======== Records shown ========
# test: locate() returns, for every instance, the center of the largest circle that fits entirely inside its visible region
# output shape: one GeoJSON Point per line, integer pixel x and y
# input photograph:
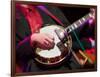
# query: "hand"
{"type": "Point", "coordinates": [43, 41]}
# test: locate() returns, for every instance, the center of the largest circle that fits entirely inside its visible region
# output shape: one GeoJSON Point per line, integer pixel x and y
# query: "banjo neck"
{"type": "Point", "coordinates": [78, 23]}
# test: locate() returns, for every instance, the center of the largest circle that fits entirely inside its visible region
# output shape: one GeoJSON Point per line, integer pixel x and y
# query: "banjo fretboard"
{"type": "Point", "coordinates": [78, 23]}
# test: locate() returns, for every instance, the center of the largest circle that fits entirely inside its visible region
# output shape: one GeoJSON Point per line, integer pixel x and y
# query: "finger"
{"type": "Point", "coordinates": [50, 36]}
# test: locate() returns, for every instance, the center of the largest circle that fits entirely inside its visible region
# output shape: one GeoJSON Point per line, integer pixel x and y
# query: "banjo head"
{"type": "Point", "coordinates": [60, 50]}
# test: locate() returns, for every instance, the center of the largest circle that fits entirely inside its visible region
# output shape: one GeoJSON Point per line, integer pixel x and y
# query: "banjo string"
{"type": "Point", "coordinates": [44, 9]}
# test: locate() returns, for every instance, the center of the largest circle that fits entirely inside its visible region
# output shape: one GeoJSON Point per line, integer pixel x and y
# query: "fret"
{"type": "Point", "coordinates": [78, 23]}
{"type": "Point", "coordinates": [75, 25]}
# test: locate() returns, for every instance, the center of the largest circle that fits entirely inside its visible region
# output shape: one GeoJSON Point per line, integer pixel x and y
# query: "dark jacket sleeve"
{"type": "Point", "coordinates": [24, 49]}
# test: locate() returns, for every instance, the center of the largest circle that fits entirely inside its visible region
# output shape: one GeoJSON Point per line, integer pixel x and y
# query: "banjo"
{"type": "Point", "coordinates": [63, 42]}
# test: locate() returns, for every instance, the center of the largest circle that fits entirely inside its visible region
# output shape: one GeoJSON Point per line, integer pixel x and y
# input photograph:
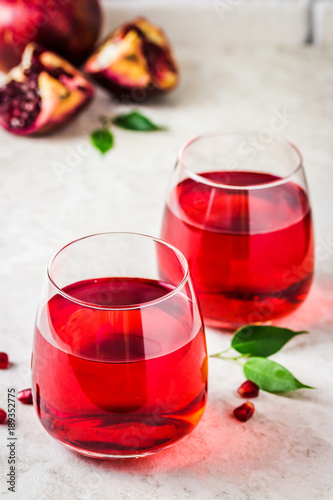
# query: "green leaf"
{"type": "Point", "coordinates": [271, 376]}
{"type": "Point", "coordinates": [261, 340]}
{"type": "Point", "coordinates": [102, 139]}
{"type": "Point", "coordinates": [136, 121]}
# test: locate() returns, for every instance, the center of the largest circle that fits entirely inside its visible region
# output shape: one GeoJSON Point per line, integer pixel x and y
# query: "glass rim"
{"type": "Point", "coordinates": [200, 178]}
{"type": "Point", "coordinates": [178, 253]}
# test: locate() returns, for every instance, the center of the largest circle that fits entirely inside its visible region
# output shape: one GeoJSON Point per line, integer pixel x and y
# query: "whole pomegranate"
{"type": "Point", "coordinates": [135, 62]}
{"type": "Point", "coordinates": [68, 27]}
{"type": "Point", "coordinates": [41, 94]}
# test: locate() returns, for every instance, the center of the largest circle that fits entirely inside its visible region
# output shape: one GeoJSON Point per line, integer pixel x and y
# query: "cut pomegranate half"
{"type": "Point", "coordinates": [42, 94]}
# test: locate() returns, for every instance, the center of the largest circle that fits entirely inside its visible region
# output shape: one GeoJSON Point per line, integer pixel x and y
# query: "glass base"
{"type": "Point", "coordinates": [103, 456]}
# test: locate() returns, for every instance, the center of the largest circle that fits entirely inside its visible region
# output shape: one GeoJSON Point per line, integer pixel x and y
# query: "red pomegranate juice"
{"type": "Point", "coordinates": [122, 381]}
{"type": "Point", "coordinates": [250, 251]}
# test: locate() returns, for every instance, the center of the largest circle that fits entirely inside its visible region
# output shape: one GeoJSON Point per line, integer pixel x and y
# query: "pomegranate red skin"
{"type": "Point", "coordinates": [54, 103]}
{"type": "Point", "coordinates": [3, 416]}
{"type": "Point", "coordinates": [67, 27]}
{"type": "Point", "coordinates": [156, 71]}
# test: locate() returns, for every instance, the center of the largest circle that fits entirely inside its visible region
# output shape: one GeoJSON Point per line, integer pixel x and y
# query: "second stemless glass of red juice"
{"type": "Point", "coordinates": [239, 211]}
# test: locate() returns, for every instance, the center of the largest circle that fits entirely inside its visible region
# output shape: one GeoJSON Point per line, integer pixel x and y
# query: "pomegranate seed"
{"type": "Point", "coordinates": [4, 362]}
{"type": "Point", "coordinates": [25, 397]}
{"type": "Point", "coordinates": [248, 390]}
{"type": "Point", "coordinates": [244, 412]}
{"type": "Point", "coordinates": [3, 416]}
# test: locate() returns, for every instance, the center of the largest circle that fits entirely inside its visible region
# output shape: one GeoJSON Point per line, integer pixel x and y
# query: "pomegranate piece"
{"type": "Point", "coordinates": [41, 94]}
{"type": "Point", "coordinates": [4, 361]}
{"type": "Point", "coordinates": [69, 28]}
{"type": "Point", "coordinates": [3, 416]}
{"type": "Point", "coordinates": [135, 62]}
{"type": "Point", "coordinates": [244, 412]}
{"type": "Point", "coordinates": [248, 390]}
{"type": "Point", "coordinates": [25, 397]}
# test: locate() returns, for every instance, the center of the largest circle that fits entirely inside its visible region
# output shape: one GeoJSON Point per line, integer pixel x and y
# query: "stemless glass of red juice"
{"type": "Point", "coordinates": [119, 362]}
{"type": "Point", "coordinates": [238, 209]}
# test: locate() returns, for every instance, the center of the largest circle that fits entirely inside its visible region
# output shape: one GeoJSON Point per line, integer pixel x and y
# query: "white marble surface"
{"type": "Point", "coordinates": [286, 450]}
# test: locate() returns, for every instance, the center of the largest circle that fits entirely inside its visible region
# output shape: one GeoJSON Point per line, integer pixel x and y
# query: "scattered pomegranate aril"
========
======== Records shown ========
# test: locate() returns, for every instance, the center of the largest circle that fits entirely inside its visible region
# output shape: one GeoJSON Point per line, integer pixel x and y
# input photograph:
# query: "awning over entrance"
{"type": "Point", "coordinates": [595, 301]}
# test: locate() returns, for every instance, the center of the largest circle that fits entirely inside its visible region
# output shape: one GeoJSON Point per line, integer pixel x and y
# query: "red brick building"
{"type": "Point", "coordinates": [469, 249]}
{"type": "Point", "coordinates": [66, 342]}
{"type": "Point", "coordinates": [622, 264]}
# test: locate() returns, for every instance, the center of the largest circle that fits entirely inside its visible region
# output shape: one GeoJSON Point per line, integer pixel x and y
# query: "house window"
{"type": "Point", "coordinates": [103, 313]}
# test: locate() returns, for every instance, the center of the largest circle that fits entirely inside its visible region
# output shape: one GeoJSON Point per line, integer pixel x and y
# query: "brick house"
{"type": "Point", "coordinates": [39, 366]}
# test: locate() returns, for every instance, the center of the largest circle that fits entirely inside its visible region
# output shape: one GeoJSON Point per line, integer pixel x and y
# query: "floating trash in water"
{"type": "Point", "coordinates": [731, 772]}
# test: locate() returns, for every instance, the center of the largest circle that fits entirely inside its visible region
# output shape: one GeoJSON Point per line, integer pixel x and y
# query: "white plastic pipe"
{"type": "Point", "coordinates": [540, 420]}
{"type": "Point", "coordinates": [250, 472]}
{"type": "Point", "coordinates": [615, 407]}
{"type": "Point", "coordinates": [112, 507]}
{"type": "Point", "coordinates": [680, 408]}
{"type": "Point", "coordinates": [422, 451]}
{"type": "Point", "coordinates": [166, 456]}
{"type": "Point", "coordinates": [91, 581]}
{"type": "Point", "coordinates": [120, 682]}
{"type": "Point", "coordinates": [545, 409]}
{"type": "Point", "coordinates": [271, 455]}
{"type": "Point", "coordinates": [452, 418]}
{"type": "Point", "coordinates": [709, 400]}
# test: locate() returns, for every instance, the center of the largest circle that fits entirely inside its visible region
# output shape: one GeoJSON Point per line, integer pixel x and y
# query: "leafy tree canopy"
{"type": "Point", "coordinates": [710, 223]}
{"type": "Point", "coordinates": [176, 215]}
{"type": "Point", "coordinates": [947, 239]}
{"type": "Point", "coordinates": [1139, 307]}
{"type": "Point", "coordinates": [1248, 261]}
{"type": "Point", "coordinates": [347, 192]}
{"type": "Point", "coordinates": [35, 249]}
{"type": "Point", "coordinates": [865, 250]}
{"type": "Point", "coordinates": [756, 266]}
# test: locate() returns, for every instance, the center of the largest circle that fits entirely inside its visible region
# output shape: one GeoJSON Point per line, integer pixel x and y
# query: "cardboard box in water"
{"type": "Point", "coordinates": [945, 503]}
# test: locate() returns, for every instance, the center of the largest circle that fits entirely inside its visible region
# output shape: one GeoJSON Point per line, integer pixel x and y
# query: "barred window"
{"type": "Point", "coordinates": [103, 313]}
========
- Exercise objective -
Locate every line in the data above that contains the word "window" and copy each one out in full.

- Response to the task -
# query: "house window"
# query: "barred window"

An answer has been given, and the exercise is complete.